## Instruction:
Count the lines in the records below that contain the string "background", matching case exactly, and reply with only that number.
-- Start of Data extract --
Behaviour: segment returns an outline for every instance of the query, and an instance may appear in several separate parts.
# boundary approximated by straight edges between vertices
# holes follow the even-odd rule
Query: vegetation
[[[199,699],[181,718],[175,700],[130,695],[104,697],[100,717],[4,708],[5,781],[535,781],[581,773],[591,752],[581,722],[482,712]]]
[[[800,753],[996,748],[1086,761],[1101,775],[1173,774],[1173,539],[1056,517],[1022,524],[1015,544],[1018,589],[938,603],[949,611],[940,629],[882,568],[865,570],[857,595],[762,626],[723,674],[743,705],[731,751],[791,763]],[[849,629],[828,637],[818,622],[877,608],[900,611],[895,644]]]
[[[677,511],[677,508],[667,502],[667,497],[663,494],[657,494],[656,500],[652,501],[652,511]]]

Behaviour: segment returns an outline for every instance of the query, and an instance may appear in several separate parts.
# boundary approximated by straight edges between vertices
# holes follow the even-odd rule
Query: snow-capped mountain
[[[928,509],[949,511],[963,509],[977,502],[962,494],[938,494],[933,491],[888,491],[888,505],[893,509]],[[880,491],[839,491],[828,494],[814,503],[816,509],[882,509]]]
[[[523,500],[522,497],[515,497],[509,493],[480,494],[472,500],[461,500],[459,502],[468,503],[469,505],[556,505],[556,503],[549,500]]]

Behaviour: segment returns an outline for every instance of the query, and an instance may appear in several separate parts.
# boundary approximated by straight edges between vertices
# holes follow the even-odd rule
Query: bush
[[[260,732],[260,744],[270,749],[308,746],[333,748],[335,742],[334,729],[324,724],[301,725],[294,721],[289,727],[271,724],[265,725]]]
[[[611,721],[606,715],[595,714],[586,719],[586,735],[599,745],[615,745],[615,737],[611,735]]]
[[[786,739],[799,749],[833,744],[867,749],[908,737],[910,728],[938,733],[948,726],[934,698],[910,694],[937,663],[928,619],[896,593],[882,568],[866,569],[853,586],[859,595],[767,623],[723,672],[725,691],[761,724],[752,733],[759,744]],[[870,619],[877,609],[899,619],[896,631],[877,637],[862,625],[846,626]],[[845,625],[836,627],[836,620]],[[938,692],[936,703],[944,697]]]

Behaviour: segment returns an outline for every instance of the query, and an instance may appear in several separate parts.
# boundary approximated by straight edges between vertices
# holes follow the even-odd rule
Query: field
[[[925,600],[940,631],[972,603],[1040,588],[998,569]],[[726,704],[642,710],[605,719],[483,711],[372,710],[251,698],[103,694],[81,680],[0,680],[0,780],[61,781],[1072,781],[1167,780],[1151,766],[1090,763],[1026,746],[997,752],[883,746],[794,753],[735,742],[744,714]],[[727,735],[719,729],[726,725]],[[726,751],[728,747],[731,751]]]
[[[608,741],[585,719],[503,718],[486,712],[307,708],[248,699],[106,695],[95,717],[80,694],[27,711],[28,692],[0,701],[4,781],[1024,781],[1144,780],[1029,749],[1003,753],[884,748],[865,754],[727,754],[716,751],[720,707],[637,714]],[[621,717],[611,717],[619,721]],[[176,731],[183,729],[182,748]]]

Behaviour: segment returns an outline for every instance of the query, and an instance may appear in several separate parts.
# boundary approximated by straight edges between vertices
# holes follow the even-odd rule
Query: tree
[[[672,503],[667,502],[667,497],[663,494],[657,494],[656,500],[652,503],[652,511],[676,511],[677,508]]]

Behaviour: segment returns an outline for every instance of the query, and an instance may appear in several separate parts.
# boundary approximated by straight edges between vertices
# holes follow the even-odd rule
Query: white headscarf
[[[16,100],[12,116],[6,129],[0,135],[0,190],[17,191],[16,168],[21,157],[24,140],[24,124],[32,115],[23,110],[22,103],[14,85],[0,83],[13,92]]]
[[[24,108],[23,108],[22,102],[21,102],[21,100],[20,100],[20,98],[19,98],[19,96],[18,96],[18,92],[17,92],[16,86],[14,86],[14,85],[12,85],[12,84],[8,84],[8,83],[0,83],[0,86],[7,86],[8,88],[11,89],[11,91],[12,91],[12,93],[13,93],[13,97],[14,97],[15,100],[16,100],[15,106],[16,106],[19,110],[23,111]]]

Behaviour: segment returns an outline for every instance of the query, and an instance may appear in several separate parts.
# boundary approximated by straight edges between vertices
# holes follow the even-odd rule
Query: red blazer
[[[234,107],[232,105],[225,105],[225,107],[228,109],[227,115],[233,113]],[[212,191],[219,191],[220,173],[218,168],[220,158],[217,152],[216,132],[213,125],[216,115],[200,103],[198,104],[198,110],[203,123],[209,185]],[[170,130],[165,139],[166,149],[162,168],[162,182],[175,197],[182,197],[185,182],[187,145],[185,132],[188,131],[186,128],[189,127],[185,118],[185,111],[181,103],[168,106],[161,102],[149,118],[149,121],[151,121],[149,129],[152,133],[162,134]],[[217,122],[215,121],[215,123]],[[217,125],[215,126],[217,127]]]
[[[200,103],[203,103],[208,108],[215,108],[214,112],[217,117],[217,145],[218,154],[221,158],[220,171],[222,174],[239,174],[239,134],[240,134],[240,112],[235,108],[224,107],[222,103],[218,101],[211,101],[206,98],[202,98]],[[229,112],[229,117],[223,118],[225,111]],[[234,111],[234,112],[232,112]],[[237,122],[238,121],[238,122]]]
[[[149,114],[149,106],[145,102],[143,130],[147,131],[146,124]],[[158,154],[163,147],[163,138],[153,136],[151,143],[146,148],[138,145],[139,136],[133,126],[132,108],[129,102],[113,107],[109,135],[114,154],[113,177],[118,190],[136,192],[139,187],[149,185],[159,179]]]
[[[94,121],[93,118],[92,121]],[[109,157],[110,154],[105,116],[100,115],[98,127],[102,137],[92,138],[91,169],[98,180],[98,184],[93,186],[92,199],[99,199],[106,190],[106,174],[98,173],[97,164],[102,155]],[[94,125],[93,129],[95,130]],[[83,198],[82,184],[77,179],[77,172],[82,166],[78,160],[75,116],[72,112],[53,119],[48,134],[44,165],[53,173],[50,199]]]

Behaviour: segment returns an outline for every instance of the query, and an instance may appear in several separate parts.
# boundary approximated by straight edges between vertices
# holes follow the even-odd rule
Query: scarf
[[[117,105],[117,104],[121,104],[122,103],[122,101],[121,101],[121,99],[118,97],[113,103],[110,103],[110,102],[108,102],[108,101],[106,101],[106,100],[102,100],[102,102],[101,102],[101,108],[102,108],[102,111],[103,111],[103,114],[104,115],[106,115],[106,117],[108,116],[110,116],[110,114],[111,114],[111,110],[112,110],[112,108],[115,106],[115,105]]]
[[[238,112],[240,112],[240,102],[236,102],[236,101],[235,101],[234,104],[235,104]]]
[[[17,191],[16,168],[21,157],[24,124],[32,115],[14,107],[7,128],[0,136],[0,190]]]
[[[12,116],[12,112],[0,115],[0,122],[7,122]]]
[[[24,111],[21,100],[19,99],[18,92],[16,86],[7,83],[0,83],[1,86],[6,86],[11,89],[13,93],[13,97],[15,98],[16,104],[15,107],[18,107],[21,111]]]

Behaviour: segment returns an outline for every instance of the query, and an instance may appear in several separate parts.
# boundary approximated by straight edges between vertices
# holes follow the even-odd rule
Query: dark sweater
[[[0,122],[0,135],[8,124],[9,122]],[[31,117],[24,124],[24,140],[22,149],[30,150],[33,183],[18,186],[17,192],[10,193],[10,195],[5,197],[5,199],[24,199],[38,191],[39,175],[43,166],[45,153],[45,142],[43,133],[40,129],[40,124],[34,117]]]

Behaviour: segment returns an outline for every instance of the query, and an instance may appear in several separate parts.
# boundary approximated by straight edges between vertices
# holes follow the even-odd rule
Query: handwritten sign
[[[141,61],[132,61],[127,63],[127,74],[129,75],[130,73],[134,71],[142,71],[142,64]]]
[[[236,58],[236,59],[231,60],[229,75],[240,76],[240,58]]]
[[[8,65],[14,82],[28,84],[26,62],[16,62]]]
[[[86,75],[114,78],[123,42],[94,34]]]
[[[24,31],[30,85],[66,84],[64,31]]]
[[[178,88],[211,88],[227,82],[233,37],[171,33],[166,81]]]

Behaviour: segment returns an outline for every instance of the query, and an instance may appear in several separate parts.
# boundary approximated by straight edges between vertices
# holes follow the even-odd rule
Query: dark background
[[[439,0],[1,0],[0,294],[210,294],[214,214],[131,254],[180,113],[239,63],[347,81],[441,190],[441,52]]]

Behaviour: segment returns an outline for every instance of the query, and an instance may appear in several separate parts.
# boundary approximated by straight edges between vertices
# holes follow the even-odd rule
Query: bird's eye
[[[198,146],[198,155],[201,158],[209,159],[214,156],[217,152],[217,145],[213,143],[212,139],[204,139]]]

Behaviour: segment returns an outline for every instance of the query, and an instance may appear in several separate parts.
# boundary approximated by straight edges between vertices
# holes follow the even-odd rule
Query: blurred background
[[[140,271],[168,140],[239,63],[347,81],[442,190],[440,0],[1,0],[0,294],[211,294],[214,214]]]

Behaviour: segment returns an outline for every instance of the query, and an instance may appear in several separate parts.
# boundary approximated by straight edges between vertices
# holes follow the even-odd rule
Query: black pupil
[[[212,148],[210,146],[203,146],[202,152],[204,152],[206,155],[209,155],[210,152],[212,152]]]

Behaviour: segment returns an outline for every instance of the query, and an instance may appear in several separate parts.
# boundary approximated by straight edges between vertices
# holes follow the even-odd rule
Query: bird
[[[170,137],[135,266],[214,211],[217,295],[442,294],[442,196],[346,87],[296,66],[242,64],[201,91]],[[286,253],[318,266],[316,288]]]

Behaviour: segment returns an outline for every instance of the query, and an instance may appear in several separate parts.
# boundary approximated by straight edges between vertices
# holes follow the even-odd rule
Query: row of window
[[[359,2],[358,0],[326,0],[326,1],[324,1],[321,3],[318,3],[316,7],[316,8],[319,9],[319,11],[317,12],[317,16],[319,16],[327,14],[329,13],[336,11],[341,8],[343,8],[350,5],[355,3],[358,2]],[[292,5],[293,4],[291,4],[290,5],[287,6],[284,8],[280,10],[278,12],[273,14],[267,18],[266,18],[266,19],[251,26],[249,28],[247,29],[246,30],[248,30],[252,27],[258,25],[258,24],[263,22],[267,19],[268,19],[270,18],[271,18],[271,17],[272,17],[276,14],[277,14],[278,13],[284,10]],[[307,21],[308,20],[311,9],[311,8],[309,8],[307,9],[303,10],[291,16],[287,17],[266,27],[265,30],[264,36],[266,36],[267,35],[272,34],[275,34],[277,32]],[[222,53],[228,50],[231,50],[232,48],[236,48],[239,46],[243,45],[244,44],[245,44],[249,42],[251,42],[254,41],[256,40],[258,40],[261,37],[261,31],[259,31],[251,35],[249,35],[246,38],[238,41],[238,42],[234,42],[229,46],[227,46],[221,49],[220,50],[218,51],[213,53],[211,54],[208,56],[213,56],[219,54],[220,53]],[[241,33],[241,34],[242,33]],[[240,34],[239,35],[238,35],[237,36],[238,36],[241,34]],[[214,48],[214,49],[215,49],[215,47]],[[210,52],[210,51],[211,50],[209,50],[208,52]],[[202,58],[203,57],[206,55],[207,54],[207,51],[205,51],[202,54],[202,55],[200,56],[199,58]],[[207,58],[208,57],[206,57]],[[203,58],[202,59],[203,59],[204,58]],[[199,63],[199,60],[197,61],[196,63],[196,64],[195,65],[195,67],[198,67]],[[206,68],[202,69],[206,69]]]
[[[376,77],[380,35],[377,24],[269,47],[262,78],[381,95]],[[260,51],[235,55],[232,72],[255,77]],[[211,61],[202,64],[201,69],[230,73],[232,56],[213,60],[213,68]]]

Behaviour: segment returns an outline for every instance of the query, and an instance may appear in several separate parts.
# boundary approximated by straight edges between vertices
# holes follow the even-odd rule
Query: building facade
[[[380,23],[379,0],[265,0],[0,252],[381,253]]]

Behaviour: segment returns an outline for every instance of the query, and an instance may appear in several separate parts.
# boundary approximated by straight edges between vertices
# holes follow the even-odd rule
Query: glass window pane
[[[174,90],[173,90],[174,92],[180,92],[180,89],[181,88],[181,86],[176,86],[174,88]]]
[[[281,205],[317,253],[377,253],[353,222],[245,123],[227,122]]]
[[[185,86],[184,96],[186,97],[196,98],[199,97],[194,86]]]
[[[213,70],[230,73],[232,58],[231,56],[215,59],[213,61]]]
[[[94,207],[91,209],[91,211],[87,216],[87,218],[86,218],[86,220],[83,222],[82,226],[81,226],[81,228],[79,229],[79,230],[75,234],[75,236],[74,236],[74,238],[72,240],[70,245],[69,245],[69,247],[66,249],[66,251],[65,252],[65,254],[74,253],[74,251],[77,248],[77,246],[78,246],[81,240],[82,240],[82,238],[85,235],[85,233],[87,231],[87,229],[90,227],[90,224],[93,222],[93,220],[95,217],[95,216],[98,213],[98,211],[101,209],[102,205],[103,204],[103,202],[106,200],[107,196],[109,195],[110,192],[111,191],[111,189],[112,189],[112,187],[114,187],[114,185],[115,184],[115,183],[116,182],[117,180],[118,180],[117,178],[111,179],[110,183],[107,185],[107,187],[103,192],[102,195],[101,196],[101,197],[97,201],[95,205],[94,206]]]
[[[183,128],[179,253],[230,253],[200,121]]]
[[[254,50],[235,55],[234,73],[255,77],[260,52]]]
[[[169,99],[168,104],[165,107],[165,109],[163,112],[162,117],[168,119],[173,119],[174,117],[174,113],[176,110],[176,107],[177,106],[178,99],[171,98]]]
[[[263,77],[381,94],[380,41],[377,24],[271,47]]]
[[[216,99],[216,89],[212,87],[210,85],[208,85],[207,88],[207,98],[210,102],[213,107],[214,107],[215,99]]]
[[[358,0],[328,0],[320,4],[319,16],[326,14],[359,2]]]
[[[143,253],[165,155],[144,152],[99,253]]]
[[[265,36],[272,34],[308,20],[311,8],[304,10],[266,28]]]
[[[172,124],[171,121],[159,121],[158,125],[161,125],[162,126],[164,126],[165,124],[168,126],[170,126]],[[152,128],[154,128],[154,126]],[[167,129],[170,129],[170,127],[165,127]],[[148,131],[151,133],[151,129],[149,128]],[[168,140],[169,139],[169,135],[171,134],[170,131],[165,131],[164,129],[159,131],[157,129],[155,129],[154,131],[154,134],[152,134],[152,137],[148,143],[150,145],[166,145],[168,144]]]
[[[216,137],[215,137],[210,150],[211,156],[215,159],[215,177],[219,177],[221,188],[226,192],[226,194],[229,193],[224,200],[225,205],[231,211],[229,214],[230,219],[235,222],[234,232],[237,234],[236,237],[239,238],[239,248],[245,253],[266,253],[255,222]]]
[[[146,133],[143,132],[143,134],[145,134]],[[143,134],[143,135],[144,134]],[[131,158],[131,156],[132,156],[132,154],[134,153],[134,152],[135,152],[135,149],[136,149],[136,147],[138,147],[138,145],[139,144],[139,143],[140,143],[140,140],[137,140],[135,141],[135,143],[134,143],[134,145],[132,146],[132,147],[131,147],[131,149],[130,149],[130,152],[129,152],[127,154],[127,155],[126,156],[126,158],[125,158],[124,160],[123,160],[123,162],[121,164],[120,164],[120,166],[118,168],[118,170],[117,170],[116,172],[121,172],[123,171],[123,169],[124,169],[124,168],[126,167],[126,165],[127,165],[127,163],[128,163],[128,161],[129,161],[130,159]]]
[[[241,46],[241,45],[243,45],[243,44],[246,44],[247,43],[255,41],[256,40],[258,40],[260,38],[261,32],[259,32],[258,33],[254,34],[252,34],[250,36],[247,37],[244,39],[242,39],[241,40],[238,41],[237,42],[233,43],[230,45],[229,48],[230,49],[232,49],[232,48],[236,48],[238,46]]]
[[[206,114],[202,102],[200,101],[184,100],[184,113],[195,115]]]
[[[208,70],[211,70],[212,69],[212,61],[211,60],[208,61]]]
-- End of Data extract --
## Worked solution:
2